* EXERCISE MATERIAL

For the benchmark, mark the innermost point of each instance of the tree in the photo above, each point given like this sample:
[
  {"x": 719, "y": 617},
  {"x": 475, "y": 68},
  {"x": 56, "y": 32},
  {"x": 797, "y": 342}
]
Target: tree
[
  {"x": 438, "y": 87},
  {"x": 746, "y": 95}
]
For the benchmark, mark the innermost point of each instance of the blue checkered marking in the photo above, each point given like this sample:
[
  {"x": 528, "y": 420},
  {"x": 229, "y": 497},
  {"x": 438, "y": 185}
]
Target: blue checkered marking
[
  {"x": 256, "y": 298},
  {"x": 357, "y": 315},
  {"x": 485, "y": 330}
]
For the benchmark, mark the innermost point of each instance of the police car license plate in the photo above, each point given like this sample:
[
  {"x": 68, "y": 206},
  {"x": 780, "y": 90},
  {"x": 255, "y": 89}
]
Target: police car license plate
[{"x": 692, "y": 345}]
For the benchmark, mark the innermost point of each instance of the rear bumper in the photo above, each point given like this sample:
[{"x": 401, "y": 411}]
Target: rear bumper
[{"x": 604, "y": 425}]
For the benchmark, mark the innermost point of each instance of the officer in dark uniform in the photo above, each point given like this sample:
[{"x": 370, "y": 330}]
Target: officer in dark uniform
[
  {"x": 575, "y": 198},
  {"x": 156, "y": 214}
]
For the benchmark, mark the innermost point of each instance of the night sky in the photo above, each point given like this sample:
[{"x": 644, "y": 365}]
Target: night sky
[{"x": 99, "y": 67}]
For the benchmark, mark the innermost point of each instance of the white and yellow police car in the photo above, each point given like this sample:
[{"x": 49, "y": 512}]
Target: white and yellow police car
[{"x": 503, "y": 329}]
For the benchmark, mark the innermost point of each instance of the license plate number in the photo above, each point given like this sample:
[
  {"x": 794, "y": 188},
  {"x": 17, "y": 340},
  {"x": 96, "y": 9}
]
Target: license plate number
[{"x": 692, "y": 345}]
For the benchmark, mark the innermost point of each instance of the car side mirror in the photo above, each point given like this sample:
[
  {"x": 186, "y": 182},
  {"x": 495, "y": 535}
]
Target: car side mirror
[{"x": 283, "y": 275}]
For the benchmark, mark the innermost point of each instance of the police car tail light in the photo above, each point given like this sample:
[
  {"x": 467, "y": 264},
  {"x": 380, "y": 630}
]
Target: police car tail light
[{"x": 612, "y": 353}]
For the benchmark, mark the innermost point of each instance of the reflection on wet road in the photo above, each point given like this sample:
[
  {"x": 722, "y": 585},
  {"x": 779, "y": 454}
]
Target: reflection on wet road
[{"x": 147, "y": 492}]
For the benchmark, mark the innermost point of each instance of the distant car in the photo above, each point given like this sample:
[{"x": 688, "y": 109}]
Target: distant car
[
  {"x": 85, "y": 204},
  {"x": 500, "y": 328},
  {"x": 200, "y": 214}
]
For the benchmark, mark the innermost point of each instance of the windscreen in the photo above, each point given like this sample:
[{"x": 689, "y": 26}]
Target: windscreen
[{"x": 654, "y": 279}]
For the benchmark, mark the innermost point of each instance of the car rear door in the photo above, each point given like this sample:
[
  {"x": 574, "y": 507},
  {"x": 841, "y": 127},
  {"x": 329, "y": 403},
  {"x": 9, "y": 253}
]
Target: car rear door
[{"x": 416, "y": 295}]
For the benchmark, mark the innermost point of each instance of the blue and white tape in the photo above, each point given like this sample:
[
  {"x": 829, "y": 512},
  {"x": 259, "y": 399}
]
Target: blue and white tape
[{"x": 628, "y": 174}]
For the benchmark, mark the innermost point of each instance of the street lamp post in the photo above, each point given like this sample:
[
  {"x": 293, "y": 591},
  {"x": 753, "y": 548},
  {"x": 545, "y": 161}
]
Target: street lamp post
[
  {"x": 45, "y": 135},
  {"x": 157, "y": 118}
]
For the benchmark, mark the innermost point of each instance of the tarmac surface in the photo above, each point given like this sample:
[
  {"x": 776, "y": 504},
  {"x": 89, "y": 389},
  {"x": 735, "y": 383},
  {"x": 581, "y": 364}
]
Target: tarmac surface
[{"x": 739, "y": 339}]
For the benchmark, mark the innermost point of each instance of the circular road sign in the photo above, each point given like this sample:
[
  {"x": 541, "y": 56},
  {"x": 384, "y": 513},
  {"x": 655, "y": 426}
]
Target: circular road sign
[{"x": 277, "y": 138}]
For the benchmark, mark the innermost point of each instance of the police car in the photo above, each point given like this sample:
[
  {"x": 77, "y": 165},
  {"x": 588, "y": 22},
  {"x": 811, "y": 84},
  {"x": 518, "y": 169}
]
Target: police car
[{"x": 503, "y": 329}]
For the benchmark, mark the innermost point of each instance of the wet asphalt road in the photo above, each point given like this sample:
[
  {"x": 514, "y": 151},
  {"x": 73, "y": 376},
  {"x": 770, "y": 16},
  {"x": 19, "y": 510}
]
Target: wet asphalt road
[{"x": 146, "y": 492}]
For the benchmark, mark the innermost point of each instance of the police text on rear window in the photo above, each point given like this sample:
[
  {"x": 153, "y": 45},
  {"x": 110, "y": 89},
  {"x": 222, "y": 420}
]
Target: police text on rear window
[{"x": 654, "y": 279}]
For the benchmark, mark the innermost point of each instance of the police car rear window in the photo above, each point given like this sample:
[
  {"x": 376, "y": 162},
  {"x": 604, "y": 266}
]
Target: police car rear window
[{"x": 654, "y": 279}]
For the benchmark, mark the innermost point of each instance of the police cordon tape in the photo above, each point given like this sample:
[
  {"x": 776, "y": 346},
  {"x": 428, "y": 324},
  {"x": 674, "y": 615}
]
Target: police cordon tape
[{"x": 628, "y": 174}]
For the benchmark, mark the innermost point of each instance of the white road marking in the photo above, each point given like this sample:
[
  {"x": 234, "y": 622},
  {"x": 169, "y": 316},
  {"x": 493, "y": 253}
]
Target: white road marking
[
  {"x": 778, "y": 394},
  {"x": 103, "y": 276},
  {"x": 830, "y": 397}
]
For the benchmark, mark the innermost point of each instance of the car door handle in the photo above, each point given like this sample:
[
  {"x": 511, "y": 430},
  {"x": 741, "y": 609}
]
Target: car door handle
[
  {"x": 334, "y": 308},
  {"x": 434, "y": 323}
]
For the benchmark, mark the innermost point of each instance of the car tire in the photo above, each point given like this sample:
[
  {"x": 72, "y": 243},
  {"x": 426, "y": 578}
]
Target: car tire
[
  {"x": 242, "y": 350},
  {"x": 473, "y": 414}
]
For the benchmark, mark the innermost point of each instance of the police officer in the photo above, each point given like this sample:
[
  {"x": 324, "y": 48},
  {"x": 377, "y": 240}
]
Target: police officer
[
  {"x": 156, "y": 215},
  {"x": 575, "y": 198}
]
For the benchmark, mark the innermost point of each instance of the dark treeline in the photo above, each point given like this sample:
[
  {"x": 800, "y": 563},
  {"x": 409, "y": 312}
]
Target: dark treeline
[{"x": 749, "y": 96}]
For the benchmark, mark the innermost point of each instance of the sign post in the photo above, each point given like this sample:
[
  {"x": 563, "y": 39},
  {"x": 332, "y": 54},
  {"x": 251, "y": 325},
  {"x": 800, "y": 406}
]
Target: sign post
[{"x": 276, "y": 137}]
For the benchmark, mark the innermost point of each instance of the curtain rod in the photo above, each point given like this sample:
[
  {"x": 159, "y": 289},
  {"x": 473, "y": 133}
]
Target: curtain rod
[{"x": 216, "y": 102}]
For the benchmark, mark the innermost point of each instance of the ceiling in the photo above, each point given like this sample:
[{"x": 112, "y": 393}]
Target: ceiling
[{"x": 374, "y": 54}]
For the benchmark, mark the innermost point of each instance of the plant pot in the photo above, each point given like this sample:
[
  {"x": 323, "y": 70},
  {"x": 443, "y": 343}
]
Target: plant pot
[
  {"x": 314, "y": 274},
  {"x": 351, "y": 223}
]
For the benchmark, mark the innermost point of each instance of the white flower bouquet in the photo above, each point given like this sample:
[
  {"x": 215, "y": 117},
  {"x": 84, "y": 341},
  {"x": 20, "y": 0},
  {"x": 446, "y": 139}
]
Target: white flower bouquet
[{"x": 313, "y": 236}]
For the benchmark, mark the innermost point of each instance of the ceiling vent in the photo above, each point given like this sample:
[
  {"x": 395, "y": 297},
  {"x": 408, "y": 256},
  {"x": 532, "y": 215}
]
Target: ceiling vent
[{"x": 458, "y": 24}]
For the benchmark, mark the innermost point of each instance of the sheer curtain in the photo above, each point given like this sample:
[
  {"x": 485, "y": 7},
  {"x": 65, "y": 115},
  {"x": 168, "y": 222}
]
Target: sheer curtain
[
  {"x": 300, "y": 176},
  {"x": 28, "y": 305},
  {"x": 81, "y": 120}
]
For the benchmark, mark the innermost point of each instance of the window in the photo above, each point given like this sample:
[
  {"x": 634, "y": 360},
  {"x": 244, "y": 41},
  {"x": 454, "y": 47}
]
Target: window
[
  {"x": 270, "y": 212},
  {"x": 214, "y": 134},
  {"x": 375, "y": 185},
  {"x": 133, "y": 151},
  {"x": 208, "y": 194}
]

* EXERCISE TASK
Copy everything from the line containing "of the window" down to the end of the records, unchanged.

* WORKED ANSWER
For the benchmark, mark the innermost point of each instance of the window in the photo above, each point given like this sample:
[
  {"x": 634, "y": 360},
  {"x": 244, "y": 41},
  {"x": 454, "y": 47}
]
Target: window
[
  {"x": 270, "y": 212},
  {"x": 214, "y": 134},
  {"x": 375, "y": 185},
  {"x": 133, "y": 151},
  {"x": 208, "y": 194}
]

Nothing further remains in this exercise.